• Your instructions: Print the listing below exactly, minus its pictures.

• Supplied records:
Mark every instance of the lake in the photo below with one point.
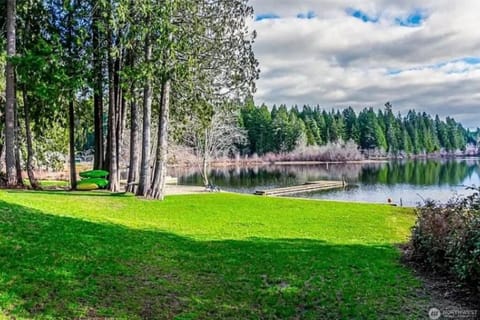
(405, 182)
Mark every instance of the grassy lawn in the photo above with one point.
(201, 257)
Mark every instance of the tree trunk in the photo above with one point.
(205, 159)
(71, 136)
(10, 96)
(112, 120)
(144, 183)
(31, 176)
(18, 164)
(98, 162)
(134, 150)
(158, 184)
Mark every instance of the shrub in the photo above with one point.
(446, 237)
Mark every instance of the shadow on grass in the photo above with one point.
(62, 267)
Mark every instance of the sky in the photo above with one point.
(422, 55)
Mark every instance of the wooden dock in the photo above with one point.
(306, 187)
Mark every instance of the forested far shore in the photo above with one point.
(281, 129)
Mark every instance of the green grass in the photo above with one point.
(66, 255)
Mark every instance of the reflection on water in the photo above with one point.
(403, 181)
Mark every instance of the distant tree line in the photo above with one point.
(281, 129)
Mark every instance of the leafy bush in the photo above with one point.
(446, 237)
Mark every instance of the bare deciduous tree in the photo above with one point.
(213, 136)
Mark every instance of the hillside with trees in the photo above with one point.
(282, 129)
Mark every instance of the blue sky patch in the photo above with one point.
(307, 15)
(266, 16)
(414, 19)
(359, 14)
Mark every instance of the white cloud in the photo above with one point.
(338, 60)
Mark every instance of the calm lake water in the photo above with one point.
(406, 182)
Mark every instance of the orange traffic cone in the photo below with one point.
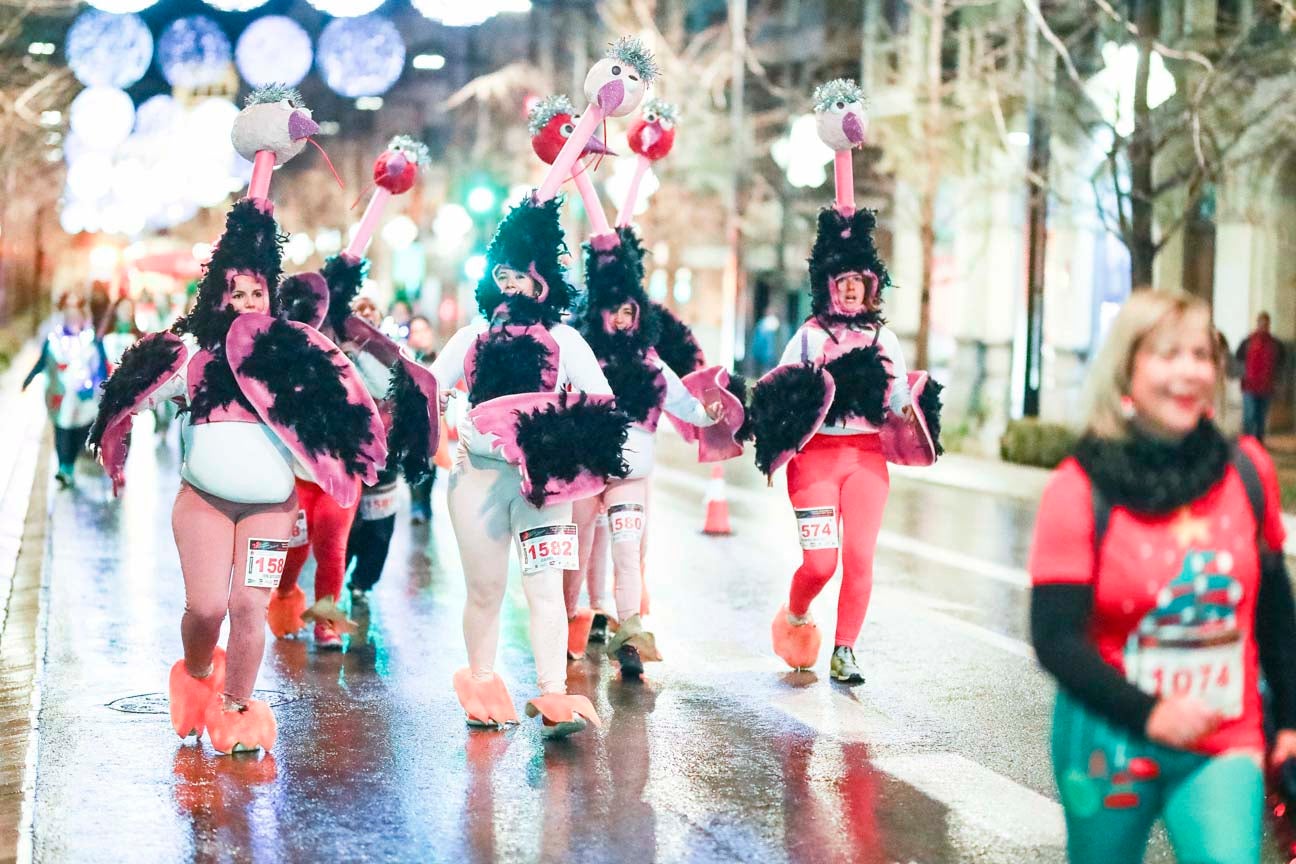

• Answer:
Mark every instance of the lake in the photo below with one point.
(405, 182)
Mark every instance of the grassy lawn in the photo above with one point.
(201, 257)
Mark every instance of the tree trunk in the photo above with one point.
(205, 159)
(71, 136)
(10, 96)
(112, 120)
(144, 183)
(31, 176)
(18, 164)
(98, 162)
(134, 150)
(158, 184)
Mark every instance of the shrub in the photo above with one point.
(446, 237)
Mark every instance of the shadow on grass in the photo above with one point.
(62, 267)
Mark every instance of the sky in the photo above with one point.
(422, 55)
Mark every instance of the wooden dock in the photo above with one point.
(306, 187)
Mark every instance of the forested far shore in the photo above with one point.
(281, 129)
Mark every instance of the green grass in the photo above with one point.
(66, 255)
Mark every instance of the reflection on water in the photo above with one point.
(403, 181)
Mark every instance of the distant tree line in the photo above with one point.
(281, 129)
Mark every instance of the leafy bush in the photo above with one point.
(446, 237)
Mark every instance of the bare deciduous tree in the photo above with one point.
(213, 136)
Mark every instance of the hillside with trees in the photo above with one point.
(282, 129)
Mark every instance of the blue sky patch in the photo above with one point.
(307, 15)
(266, 16)
(414, 19)
(359, 14)
Mark every instance of the white cloud in the photo above with one point.
(338, 60)
Mark every instance of the calm lake water in the photo above with one point.
(406, 182)
Mark every instance of the orange traffic cone in the photo below with one point.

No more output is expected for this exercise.